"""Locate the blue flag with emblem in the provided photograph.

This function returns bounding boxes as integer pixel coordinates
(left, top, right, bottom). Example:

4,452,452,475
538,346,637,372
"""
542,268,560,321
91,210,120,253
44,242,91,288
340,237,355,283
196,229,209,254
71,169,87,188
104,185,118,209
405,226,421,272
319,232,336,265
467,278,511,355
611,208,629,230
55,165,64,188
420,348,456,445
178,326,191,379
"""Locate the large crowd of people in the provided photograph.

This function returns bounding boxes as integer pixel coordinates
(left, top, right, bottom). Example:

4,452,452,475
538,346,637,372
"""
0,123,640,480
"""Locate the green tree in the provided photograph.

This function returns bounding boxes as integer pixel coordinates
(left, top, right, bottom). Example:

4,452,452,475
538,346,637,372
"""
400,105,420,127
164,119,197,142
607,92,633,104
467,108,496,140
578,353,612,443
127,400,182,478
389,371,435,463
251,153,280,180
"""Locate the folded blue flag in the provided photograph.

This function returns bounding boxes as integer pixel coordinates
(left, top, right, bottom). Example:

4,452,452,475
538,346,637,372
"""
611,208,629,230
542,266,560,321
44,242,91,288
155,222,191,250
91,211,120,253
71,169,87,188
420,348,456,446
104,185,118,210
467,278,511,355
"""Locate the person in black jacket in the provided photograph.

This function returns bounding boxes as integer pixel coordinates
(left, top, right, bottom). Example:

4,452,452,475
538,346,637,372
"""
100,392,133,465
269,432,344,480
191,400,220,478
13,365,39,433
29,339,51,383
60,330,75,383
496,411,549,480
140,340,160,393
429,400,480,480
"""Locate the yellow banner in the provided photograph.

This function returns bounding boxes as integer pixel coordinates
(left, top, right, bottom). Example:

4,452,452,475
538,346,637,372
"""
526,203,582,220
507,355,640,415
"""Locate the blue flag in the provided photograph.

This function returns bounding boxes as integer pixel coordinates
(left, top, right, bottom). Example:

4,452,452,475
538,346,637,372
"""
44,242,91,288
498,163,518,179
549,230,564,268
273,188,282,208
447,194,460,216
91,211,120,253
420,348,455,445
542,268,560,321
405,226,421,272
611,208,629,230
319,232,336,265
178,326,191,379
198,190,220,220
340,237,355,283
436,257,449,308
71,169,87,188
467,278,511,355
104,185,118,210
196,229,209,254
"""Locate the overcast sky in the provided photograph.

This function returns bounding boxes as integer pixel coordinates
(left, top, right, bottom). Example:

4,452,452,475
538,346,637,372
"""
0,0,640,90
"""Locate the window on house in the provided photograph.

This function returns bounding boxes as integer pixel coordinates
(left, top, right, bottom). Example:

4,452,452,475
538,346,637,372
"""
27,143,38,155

+++

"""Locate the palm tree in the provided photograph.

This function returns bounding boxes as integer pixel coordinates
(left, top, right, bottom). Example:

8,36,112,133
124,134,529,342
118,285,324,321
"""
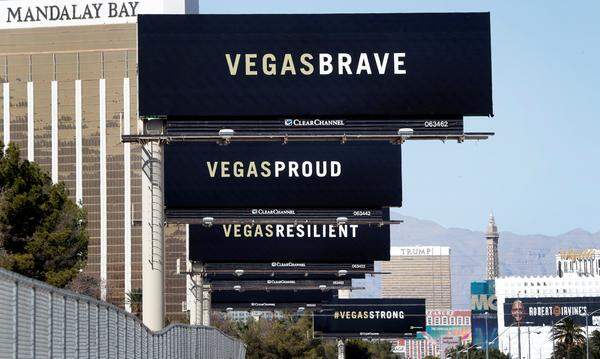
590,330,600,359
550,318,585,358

+++

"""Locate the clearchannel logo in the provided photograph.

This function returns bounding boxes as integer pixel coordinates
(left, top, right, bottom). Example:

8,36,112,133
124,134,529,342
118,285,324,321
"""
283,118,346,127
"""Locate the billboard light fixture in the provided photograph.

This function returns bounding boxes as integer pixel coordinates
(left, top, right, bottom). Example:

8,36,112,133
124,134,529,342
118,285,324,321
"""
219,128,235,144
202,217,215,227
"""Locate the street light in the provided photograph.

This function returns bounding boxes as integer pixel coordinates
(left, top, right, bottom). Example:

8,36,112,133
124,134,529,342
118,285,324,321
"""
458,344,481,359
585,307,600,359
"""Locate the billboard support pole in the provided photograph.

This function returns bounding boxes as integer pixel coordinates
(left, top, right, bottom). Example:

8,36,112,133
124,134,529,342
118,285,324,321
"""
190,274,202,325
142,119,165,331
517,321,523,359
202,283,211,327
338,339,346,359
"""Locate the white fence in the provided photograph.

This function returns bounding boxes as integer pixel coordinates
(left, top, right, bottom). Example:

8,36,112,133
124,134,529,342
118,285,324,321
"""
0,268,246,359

+++

**What to produce**
Find every line in the listing above that contains the word "light" and copy each one. Match case exactly.

**Result**
"""Locate the billboard light fixture in the provided photograph.
"""Locate the street light in the provided photograph.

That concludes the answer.